### WHAT NEEDS TO BE DONE
Copy the rows below with "photograph" swapped for "image" wherever it appears and nothing else altered. Leave the pictures out of your copy.

[Dataset records]
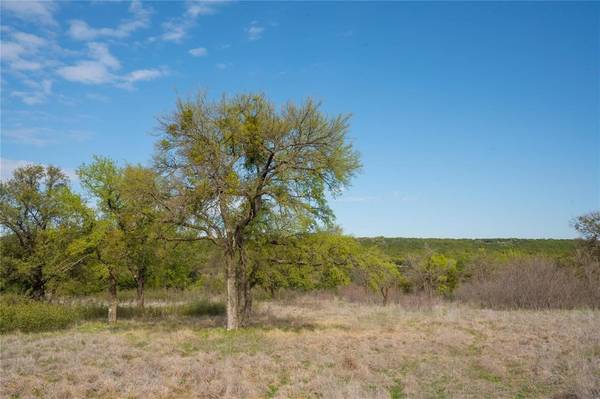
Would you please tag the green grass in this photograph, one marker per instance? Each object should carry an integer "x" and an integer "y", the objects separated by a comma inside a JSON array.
[{"x": 21, "y": 314}]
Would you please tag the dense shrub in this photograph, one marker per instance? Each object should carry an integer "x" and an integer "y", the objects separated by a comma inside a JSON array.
[
  {"x": 18, "y": 313},
  {"x": 529, "y": 283},
  {"x": 35, "y": 316}
]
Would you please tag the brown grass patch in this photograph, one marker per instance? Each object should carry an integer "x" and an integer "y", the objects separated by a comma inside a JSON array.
[{"x": 317, "y": 348}]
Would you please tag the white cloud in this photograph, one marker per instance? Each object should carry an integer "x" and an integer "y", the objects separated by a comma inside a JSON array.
[
  {"x": 176, "y": 29},
  {"x": 87, "y": 72},
  {"x": 8, "y": 167},
  {"x": 101, "y": 68},
  {"x": 97, "y": 70},
  {"x": 38, "y": 93},
  {"x": 199, "y": 52},
  {"x": 196, "y": 8},
  {"x": 40, "y": 136},
  {"x": 80, "y": 30},
  {"x": 254, "y": 31},
  {"x": 41, "y": 12},
  {"x": 20, "y": 49},
  {"x": 140, "y": 75},
  {"x": 100, "y": 52}
]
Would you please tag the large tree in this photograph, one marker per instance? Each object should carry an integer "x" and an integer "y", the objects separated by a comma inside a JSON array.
[
  {"x": 125, "y": 232},
  {"x": 41, "y": 216},
  {"x": 237, "y": 161}
]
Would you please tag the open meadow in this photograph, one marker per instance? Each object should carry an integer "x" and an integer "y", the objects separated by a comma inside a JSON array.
[{"x": 314, "y": 346}]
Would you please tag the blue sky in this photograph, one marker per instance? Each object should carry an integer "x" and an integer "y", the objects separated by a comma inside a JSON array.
[{"x": 473, "y": 119}]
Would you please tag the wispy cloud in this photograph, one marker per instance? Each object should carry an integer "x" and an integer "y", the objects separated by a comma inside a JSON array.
[
  {"x": 198, "y": 52},
  {"x": 254, "y": 31},
  {"x": 80, "y": 30},
  {"x": 140, "y": 75},
  {"x": 39, "y": 12},
  {"x": 38, "y": 93},
  {"x": 175, "y": 29},
  {"x": 20, "y": 52},
  {"x": 8, "y": 167},
  {"x": 222, "y": 66},
  {"x": 102, "y": 68},
  {"x": 40, "y": 136},
  {"x": 96, "y": 70}
]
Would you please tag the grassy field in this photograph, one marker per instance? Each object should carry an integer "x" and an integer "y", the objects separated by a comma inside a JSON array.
[{"x": 315, "y": 347}]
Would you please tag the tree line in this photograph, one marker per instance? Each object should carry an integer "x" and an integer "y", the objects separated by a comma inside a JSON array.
[{"x": 236, "y": 184}]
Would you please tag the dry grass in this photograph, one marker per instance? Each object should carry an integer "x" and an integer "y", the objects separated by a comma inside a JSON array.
[{"x": 317, "y": 348}]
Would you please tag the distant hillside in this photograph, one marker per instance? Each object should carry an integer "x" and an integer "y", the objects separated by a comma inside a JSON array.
[{"x": 464, "y": 249}]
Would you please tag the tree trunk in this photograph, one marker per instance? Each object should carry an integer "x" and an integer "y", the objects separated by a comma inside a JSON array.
[
  {"x": 385, "y": 295},
  {"x": 239, "y": 298},
  {"x": 112, "y": 307},
  {"x": 38, "y": 291},
  {"x": 141, "y": 280},
  {"x": 233, "y": 322}
]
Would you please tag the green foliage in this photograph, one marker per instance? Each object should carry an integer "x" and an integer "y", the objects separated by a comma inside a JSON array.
[
  {"x": 465, "y": 250},
  {"x": 377, "y": 272},
  {"x": 40, "y": 217},
  {"x": 35, "y": 316},
  {"x": 18, "y": 313},
  {"x": 434, "y": 273}
]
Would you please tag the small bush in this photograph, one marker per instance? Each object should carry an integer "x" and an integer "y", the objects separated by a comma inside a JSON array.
[
  {"x": 35, "y": 317},
  {"x": 528, "y": 283},
  {"x": 203, "y": 308}
]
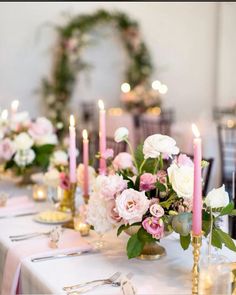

### COMPLETE ANSWER
Would you please tag the green grass in this image, one marker per instance? Each object should carry an integer "x" and an integer "y", the objects separated by a comma inside a JSON array.
[{"x": 21, "y": 314}]
Would you please tag the dense shrub in this image, one marker per instance? Each object should carry an integer "x" and an integer "y", the objects separated by a comma inside a JSON array.
[
  {"x": 18, "y": 313},
  {"x": 529, "y": 283},
  {"x": 35, "y": 316}
]
Would you please tag the brown grass patch in this image, one marker per instance? Each object should carry an integer "x" and an integer "y", the objects separated by a comma inside a JSON array.
[{"x": 317, "y": 348}]
Would you please tag the white cloud in this image, one marker per instance? Each object should carry an integer "x" and an integer "y", the objects separated by a comma inside a JSON array.
[
  {"x": 176, "y": 29},
  {"x": 87, "y": 72},
  {"x": 8, "y": 167},
  {"x": 101, "y": 68},
  {"x": 97, "y": 70},
  {"x": 38, "y": 93},
  {"x": 199, "y": 52},
  {"x": 196, "y": 8},
  {"x": 40, "y": 136},
  {"x": 80, "y": 30},
  {"x": 254, "y": 31},
  {"x": 41, "y": 12},
  {"x": 20, "y": 49},
  {"x": 140, "y": 75},
  {"x": 100, "y": 52}
]
Would you please tag the large tree in this image, one marker per instance? Each object should carry an integer "x" and an integer "y", the objects separated by a comma inside a JSON array.
[
  {"x": 125, "y": 232},
  {"x": 41, "y": 216},
  {"x": 237, "y": 161}
]
Would you please tag the open meadow in this image, one marker per instance? Each object should carry an integer "x" and an integer "y", the objects separated by a comma inside a JSON array.
[{"x": 314, "y": 346}]
Would you please tag the blue sky in this image, one marker per instance? Each object should carry an integer "x" and an integer "y", the objects separated by a comma inside a JSON array.
[{"x": 473, "y": 119}]
Would you please tag the wispy cloud in this image, one marker per instance? Each object should carry an integer "x" and an integer "y", the objects separated by a comma inside a JSON array.
[
  {"x": 198, "y": 52},
  {"x": 254, "y": 31},
  {"x": 80, "y": 30},
  {"x": 140, "y": 75},
  {"x": 39, "y": 12},
  {"x": 38, "y": 93},
  {"x": 175, "y": 29},
  {"x": 20, "y": 52},
  {"x": 8, "y": 167},
  {"x": 222, "y": 66},
  {"x": 102, "y": 68},
  {"x": 40, "y": 136},
  {"x": 96, "y": 70}
]
Would you please tag the grassy field in this image, one marker per instance? Each object should carry an integer "x" and an integer "y", the objects separated by a comma inside a JSON array.
[{"x": 315, "y": 347}]
Would you please tag the tree line in this image, one marker per instance? Each object should carry an integer "x" and an integer "y", the objects separated by a comma inside a JSON array.
[{"x": 236, "y": 184}]
Would you please tag the dry grass in this image, one marker per instance? Each object should carry an integer "x" and an integer "y", the objects separated by a comma inside a JSON array.
[{"x": 317, "y": 348}]
Would you please tag the distant hillside in this image, one marker per instance? Each object should carry an integer "x" and an integer "y", the objects separated by a comma inside a JSON array.
[{"x": 464, "y": 249}]
Would you please tag the tree trunk in this image, one marker per instance? Each object should carry an integer "x" and an integer "y", the objects separated by a comma inside a JSON array.
[
  {"x": 385, "y": 295},
  {"x": 239, "y": 298},
  {"x": 112, "y": 307},
  {"x": 38, "y": 291},
  {"x": 141, "y": 280},
  {"x": 233, "y": 322}
]
Would you please tag the green foliage in this image, one marker per instance? Each object should carry an integer "x" and an integer "y", the objects separated by a comma inside a JSON array.
[
  {"x": 465, "y": 250},
  {"x": 377, "y": 272},
  {"x": 40, "y": 217},
  {"x": 35, "y": 316},
  {"x": 18, "y": 313},
  {"x": 434, "y": 273}
]
Would you please tag the small bush in this image, one marker per instance? Each object should carry an integer "x" and an integer "y", the objects separated by a comma inside a JSON array.
[
  {"x": 35, "y": 317},
  {"x": 528, "y": 283},
  {"x": 203, "y": 308}
]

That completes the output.